- Document section -
This 450-year-old mummy contains the oldest evidence of hepatitis B

This boy mummy was thought to have died of smallpox, but a new analysis of his now 450-year-old DNA reveals signs of hepatitis B, instead — the oldest known infection of the virus

Once, this boy mummy was thought to have died of smallpox, but a new analysis of his now 450-year-old DNA reveals signs of hepatitis B, instead — the oldest known infection of the virus. The puzzling new diagnosis is made stranger still by the similarity between the mummy’s hepatitis B virus and modern-day strains, suggesting this virus has been infecting people for thousands of years.

This tiny mummy was exhumed from an Italian church in the 1980s, and scientists have studied it ever since. Its desiccated face, arms, and torso were pitted with a rash so severe that paleopathologist Gino Fornaciari posthumously diagnosed the child with smallpox. These new findings, published in the journal PLOS Pathogens, throw that earlier diagnosis into question, though they don’t rule it out completely.

This boy died sometime during the mid-1500s, according to radiocarbon dating. It was common practice for Italian nobility at the time to be embalmed after death — and after this boy’s internal organs were removed, he was embalmed and dressed in silk clothes. The embalming process, the finery, and the body’s burial in the basilica of St. Domenico Maggiore in Naples all suggest that child came from a noble family, Fornaciari says in an email to The Verge. A co-author of the new study, Fornaciari also led the early investigations of the mummy in the 1980s that detected microscopic egg-shaped particles in the rash that looked like smallpox. Antibodies against the virus clung to these particles, supporting the ID.

But a team of ancient DNA investigators led by Hendrik Poinar at McMaster University and Edward Holmes at the University of Sydney couldn’t find any traces of smallpox DNA from a fragment of thigh bone, muscle, or flaps of skin still sticking to the mummy’s rib, skull, and leg. Of course, the fact that smallpox wasn’t detected doesn’t mean it wasn’t there. Ancient DNA is fragile and might not have survived — although the team has detected smallpox DNA in a 17th century mummy from Lithuania. It’s possible, however, that the boy was infected by both viruses, Fornaciari says. It will just take more research to figure out.

- Given entries -
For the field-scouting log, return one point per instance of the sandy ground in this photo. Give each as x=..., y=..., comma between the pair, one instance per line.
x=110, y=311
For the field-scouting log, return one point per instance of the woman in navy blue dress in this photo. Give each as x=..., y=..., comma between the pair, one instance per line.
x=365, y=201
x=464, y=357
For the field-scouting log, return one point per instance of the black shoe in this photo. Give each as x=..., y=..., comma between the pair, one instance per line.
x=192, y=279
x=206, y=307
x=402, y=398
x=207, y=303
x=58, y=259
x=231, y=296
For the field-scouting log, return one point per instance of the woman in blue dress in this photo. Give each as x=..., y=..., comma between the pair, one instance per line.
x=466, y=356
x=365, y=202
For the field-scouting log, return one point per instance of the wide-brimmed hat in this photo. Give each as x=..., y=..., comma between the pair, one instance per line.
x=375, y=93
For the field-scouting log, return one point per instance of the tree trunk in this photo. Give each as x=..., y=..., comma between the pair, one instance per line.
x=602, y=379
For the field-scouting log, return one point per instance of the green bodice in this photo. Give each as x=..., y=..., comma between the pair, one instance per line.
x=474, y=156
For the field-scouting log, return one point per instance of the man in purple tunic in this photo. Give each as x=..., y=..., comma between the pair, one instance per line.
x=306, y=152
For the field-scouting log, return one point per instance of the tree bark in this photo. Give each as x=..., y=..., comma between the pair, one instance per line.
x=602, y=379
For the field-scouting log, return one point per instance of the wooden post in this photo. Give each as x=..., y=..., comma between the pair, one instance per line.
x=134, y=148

- Task 1 -
From the hepatitis B mummy article, output the stretch from "This tiny mummy" through "it out completely." word for word.
- Task 2 -
Recast the paragraph of the hepatitis B mummy article that begins "This boy died sometime during the mid-1500s" as a short bulleted list that keeps its main facts.
- Task 3 -
Summarize the hepatitis B mummy article in two sentences.
Use only the hepatitis B mummy article, not the material, for this work.

- Your solution 1 -
This tiny mummy was exhumed from an Italian church in the 1980s, and scientists have studied it ever since. Its desiccated face, arms, and torso were pitted with a rash so severe that paleopathologist Gino Fornaciari posthumously diagnosed the child with smallpox. These new findings, published in the journal PLOS Pathogens, throw that earlier diagnosis into question, though they don’t rule it out completely.

- Your solution 2 -
- Radiocarbon dating places the boy's death in the mid-1500s.
- Italian nobility of that time were commonly embalmed after death. The boy's internal organs were removed, and he was embalmed and dressed in silk.
- Fornaciari says the embalming, the fine clothing, and the burial in the basilica of St. Domenico Maggiore in Naples suggest a noble family.
- Fornaciari, a co-author of the new study, led the 1980s investigations. Those investigations found microscopic egg-shaped particles in the rash that looked like smallpox.
- Antibodies against the virus clung to these particles, which supported the smallpox identification.

- Your solution 3 -
A 450-year-old boy mummy from an Italian church, once diagnosed with smallpox, shows signs of hepatitis B in a new DNA analysis, the oldest known infection of the virus. The researchers found no smallpox DNA, but that does not rule smallpox out, and the boy may have been infected by both viruses.